## Dataset records

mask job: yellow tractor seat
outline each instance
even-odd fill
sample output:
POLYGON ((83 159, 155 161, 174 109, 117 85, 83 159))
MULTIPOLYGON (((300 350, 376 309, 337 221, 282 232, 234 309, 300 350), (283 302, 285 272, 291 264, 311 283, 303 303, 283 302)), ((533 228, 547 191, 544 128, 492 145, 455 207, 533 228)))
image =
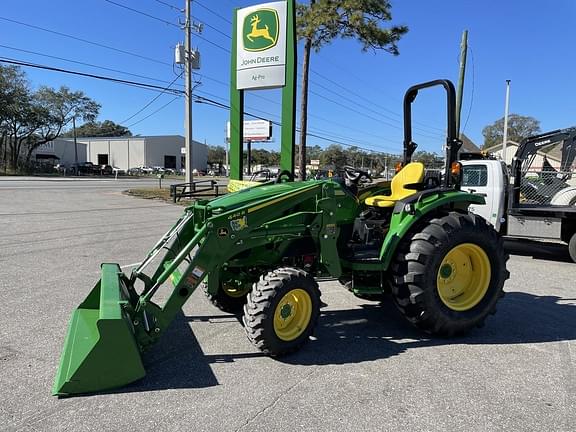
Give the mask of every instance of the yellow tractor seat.
POLYGON ((371 207, 394 207, 396 201, 414 195, 418 190, 417 186, 423 181, 424 164, 410 162, 392 178, 390 195, 374 195, 366 198, 364 203, 371 207))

## What this task involves
Can you repeat the rows above with every "yellow tractor seat" switched to "green tractor seat" and everything else kept the same, leaving out the pictures?

## Finished exercise
mask job: green tractor seat
outline each instance
even-odd fill
sample output:
POLYGON ((83 159, 155 161, 174 109, 117 85, 83 159))
MULTIPOLYGON (((300 350, 376 309, 337 221, 282 232, 234 309, 300 350), (283 302, 285 272, 291 264, 311 283, 303 303, 283 302)), ((533 228, 547 191, 544 128, 492 145, 455 207, 533 228)))
image =
Give the mask of every instance of the green tractor seat.
POLYGON ((371 207, 394 207, 396 201, 414 195, 418 190, 417 186, 423 181, 424 164, 410 162, 392 178, 390 195, 374 195, 366 198, 364 203, 371 207))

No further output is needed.